═══ SOURCE PASSAGE

Probe-Geometry Alignment: Erasing the Cross-Sequence Memorization Signature Below Chance

arXiv cs.LG / 5/5/2026

📰 NewsIdeas & Deep AnalysisModels & Research

共有:

Key Points

The paper characterizes how “behavioural unlearning” in large language models can leave internal memorization traces detectable by adversarial probes, and shows where this retention resides across layers.
It introduces a leave-one-out cross-sequence probe to test whether memorization signatures generalize across held-out sequences, reporting consistent signature gaps across Pythia-70M, GPT-2 medium, and Mistral-7B.
The authors demonstrate causal separability: projecting out the probe direction sharply collapses the memorization signature while behavioral recall changes little, indicating a distinct representational regime.
They propose “probe-geometry alignment” (PGA), a surgical activation alignment that erases the cross-sequence signature below random chance across multiple scales and remains robust to several probe variants and even re-fitting attacks.
PGA achieves this erasure with no measurable capability cost, preserving five zero-shot benchmarks within 2.8 percentage points per task on average.

══════
═══ SUPPLIED DATA

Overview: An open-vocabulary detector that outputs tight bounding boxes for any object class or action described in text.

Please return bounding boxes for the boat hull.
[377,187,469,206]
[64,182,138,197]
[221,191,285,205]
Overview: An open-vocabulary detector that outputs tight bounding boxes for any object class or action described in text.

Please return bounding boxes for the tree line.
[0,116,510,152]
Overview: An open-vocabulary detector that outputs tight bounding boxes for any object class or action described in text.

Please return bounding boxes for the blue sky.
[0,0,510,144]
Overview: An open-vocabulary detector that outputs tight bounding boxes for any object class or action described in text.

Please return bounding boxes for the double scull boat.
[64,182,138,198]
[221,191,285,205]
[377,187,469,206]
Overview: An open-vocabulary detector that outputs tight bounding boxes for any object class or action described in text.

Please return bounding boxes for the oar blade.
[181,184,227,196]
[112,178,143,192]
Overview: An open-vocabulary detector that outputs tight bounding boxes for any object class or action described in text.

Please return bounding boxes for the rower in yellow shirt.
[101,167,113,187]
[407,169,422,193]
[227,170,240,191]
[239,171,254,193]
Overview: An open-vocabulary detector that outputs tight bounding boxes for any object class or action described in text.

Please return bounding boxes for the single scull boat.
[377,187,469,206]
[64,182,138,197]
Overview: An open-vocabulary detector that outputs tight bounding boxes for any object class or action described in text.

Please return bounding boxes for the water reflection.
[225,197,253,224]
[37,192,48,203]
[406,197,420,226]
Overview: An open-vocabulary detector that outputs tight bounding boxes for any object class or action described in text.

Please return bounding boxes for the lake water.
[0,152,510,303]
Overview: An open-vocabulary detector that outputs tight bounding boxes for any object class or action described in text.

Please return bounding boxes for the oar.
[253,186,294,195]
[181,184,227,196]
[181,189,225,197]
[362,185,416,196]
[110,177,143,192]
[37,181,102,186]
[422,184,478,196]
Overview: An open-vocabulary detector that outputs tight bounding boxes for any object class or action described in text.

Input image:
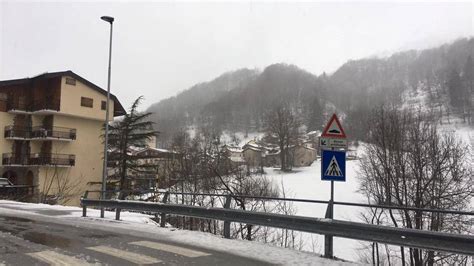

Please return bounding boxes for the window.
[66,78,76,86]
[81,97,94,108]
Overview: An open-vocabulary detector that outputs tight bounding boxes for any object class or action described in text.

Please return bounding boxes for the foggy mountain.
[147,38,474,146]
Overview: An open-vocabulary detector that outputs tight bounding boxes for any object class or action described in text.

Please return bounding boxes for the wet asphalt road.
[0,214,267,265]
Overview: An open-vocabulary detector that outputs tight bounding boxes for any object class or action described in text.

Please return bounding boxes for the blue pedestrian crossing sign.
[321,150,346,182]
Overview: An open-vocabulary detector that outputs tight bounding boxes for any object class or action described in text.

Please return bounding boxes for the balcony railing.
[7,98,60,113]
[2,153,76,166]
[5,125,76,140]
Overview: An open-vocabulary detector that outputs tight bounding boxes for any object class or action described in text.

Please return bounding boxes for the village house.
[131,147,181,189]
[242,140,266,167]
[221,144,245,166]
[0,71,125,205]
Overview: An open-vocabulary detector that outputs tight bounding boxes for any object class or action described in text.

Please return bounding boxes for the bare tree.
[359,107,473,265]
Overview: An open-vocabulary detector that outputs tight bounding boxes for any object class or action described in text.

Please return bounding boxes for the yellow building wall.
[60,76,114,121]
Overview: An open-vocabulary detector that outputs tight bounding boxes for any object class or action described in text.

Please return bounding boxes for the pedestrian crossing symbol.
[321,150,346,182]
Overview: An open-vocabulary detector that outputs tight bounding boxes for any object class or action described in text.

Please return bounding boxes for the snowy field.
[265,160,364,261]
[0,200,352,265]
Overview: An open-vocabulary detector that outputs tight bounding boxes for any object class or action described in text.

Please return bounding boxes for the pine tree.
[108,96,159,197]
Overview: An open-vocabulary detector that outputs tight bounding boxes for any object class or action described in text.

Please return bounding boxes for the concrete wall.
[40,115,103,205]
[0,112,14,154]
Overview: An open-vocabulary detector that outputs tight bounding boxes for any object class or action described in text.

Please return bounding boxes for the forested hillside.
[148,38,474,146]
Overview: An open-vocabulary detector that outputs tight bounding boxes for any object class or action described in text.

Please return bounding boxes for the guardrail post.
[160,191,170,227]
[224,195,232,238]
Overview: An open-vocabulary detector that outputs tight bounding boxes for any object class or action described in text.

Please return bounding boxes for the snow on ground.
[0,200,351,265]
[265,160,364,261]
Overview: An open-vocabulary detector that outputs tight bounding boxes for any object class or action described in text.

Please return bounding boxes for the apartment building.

══════
═══ SUPPLIED DATA

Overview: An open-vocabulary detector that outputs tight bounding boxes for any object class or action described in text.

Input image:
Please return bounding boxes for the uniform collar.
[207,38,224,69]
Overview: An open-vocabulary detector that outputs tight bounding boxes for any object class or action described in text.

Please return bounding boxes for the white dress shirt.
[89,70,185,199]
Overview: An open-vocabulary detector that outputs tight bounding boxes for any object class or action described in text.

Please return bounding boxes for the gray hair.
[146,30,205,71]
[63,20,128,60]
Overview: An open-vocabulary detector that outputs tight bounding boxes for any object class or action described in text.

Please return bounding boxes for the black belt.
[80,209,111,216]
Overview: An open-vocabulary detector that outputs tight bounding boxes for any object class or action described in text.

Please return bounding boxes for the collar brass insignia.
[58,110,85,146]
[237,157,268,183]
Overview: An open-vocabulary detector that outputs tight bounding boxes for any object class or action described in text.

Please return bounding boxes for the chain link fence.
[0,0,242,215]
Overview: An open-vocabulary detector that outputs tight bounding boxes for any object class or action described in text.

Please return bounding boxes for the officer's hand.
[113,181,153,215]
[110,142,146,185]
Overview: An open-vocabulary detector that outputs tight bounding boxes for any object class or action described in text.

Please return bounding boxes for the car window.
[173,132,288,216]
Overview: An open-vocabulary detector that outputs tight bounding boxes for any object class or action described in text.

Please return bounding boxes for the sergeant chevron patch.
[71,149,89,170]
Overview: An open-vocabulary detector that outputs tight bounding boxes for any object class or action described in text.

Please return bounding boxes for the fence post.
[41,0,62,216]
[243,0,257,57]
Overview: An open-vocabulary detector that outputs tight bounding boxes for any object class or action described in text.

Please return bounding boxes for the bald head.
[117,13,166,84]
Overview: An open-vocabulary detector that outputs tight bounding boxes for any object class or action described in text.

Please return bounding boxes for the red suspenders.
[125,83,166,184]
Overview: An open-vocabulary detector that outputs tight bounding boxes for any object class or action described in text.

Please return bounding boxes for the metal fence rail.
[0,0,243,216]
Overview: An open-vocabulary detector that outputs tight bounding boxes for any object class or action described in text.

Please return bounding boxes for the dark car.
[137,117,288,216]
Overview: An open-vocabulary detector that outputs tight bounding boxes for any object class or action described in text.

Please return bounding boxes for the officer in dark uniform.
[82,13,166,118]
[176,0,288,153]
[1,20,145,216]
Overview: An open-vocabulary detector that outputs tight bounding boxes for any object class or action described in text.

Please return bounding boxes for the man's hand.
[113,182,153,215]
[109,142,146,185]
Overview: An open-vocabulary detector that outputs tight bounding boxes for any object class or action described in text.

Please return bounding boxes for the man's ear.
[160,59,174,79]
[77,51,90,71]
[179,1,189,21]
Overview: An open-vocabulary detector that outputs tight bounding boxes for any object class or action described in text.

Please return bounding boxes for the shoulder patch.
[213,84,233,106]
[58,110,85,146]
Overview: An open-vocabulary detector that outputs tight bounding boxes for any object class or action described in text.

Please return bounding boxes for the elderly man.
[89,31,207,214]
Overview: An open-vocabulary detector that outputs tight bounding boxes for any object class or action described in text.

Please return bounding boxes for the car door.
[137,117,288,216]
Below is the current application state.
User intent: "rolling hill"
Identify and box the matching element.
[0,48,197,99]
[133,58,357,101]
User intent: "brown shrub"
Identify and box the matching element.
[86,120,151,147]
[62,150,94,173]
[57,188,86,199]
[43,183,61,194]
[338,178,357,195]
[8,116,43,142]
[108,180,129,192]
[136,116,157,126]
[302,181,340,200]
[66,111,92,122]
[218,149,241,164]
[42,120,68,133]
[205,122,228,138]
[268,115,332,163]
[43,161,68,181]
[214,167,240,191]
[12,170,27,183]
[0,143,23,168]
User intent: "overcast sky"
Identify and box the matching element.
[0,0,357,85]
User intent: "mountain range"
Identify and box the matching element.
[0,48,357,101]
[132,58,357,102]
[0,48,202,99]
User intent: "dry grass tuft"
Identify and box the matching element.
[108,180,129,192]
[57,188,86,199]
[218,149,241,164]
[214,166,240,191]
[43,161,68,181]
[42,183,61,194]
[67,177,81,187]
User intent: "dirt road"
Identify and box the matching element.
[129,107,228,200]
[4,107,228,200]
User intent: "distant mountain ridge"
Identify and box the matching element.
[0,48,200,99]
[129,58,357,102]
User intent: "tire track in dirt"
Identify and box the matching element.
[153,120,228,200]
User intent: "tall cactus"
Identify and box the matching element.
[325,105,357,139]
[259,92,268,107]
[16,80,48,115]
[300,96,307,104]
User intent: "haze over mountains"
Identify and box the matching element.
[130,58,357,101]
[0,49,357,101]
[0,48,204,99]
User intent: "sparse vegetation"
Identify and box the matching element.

══════

- _QUESTIONS_:
[1] List every language model named in the summary of the probe-geometry alignment paper.
[2] Continue the summary of the probe-geometry alignment paper from where it stops.

- _OUTPUTS BY TASK_:
[1] Pythia-70M, GPT-2 medium, Mistral-7B

[2]
Abstract

Recent attacks show that behavioural unlearning of large language models leaves internal traces recoverable by adversarial probes. We characterise where this retention lives and show it can be surgically removed without measurable capability cost. Our central protocol is a leave-one-out cross-sequence probe that tests whether a memorisation signature generalises across held-out sequences. The signature is real and consistent across scale: memorisation-specific gaps of +0.32, +0.19, +0.30 on Pythia-70M, GPT-2 medium, and Mistral-7B; on Pythia-70M, the random-initialisation control collapses to -0.04 at the deepest layer where the pretrained signature peaks. The probe direction is causally separable from recall -- projecting it out collapses the signature locally (+0.44 -> -0.19) while behavioural recall barely changes -- and a probe trained on naturally memorised content does not classify fine-tuning-injected secrets, marking two representationally distinct regimes. We then introduce probe-geometry alignment (PGA), a surgical erasure that aligns activations along the probe's live readout direction at each depth. PGA drives the cross-sequence probe below random chance at all four scales tested (toy depth-4: 0.17; Pythia-70M: 0.07; Mistral-7B: 0.45; GPT-2 medium: 0.06 via MD-PGA k=2) and remains robust to six adversarial probe variants. Against a re-fitting attacker who trains a fresh probe on PGA-treated activations, we extend PGA adversarially, defeating the re-fit probe at every memorisation-relevant depth while preserving five zero-shot capability benchmarks within 2.8 percentage points per task (mean {\Delta}acc = +0.2pp). The cross-sequence signature is a real, causally separable, regime-specific property of pretrained representations -- removable below chance with a single rank-one intervention per depth at no measurable capability cost.